■ **Task directions**:
Collect every line of the listing below that contains the string "query", and copy each one without changes.

___ Record extracts ___

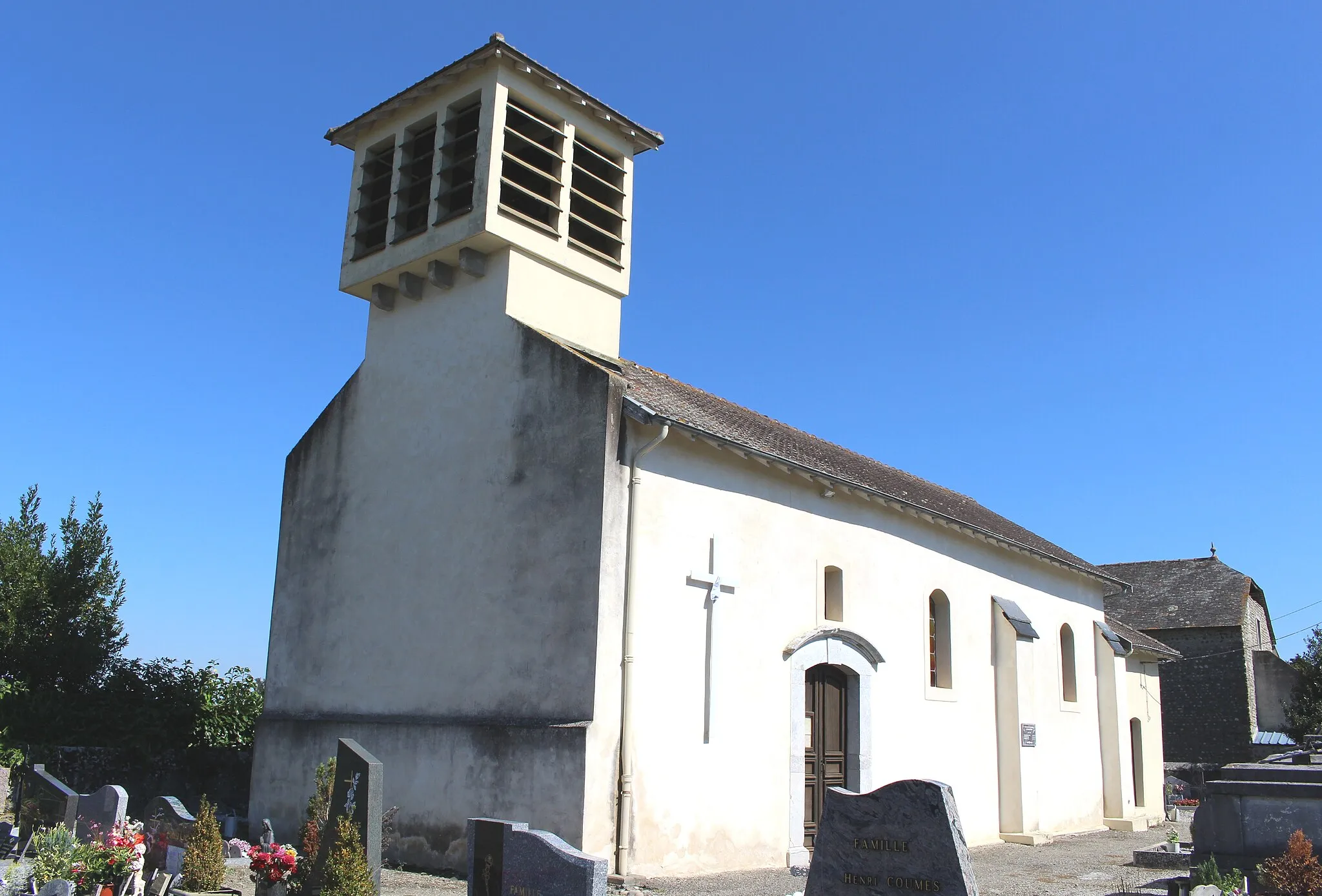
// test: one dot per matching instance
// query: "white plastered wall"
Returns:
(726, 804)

___
___ Record extracts ___

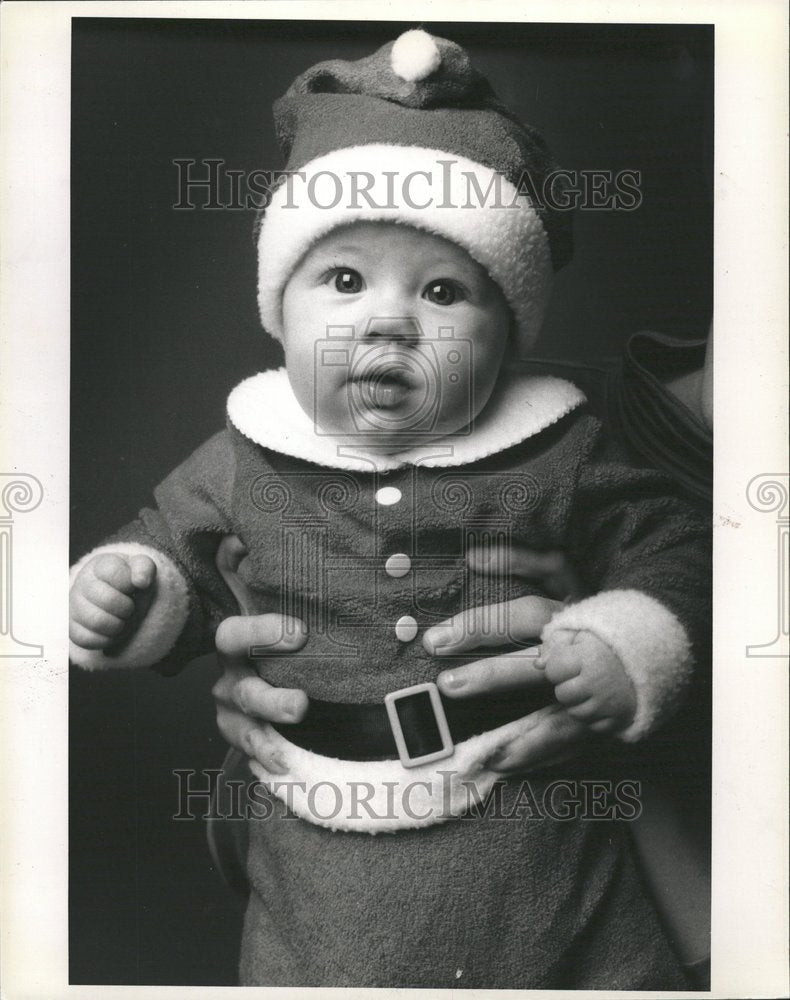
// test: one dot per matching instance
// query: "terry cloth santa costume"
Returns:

___

■ **Expected answer**:
// query: "white plastered wall"
// query: "terry cloth santa costume"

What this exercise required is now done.